• [Directive]: Collect every line below that contains the word "wall", and copy each one in full.

• [Records provided]:

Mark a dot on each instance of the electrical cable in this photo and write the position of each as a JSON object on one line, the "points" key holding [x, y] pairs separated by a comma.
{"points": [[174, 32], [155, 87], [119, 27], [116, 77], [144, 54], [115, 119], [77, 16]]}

* * *

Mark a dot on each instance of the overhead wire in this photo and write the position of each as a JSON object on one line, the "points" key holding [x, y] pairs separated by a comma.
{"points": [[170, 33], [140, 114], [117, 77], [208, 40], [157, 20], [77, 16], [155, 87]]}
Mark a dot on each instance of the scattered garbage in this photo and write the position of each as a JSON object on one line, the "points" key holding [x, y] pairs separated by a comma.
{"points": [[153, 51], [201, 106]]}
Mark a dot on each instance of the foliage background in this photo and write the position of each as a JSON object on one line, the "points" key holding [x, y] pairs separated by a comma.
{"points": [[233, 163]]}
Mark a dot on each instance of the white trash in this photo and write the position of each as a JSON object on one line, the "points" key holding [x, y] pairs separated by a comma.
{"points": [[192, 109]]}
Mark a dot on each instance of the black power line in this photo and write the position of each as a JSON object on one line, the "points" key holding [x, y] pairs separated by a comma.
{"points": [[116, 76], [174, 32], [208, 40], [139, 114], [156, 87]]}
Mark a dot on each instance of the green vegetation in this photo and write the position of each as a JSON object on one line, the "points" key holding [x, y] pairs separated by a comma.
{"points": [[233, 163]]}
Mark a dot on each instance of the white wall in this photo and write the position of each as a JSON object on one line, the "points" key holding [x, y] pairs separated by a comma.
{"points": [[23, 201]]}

---

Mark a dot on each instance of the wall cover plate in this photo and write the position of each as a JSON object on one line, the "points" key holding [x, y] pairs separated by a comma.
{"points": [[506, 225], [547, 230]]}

• [Result of the exercise]:
Mark a dot on each instance of the white wall in this photo and write the position of each as a JSON object on one line, the "points" key holding [x, y] pairs separated by a comma.
Mark a dot on each instance of the wall cover plate in this photo and write the position of each as a JSON object on one line, the "points" key holding [x, y] pairs separated by a comma.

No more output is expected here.